**Exercise goal:**
Each line in the entries below that holds the string "target" must be copied.

**Material provided:**
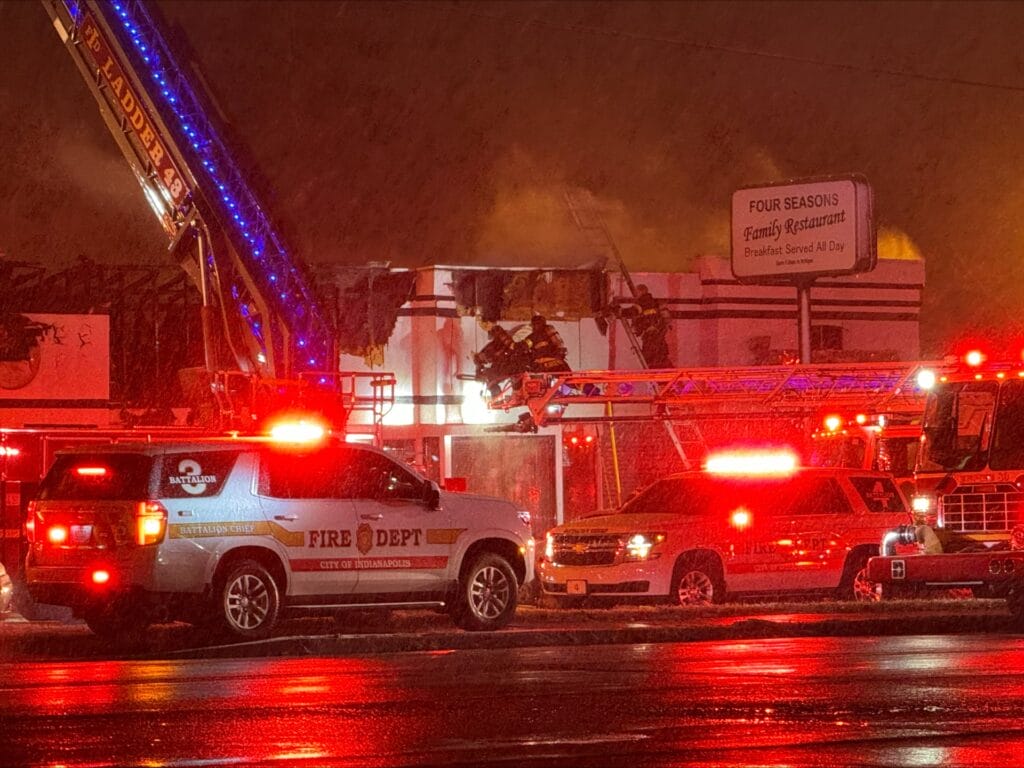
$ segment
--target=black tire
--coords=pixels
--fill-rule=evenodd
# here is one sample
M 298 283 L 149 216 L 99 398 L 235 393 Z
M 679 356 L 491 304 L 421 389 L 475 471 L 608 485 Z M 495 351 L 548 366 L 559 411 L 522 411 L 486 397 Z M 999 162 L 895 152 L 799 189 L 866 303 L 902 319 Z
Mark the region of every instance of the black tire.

* * *

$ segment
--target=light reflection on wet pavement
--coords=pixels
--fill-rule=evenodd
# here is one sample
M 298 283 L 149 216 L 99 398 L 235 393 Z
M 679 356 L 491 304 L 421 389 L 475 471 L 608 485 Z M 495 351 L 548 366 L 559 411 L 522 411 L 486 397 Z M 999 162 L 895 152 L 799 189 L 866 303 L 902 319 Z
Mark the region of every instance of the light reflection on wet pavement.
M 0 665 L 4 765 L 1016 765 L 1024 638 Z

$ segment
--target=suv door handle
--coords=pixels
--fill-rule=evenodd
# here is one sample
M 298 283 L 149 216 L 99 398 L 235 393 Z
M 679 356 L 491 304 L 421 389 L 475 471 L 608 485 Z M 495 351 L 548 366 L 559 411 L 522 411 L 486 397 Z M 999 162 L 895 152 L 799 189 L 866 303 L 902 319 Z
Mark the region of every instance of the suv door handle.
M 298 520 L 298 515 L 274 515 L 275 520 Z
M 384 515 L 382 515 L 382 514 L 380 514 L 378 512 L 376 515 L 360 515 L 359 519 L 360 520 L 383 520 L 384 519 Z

* * *

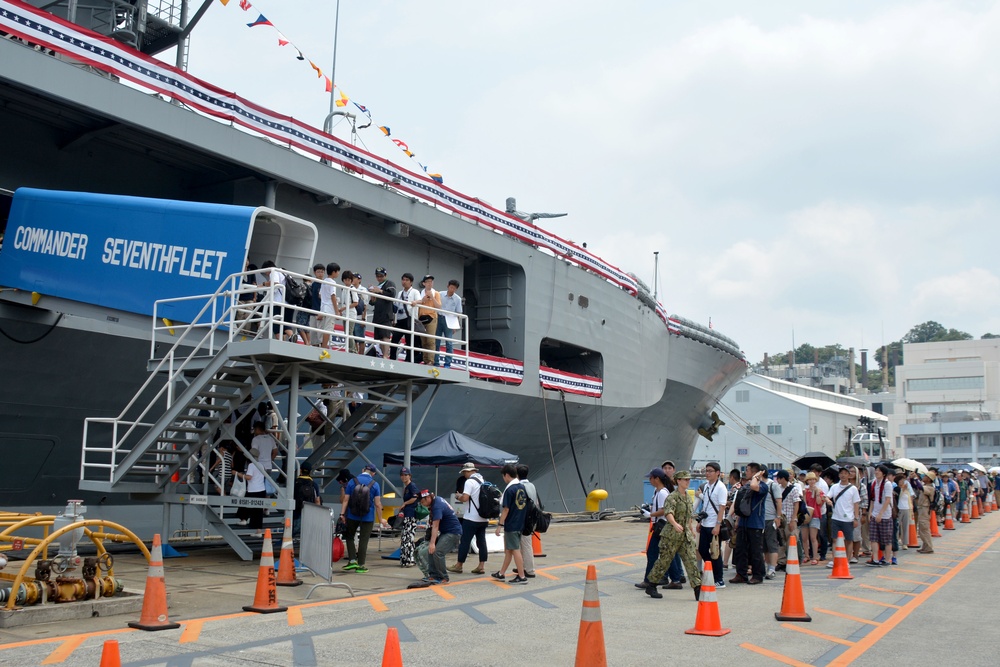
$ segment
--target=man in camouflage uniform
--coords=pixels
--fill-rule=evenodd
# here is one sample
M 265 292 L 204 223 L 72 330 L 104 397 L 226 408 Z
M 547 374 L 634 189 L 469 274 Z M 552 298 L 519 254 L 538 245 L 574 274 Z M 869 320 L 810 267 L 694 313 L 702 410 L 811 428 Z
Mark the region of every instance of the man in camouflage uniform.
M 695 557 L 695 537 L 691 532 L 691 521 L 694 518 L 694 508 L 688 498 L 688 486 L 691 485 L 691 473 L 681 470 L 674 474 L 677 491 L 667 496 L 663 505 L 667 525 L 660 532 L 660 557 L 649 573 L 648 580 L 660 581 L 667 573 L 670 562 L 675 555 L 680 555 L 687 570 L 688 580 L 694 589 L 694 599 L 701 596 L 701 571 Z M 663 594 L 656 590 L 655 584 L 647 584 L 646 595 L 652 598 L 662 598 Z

**Task output:**
--target=black tire
--target=light reflection on wet pavement
--target=suv door handle
--target=man in camouflage uniform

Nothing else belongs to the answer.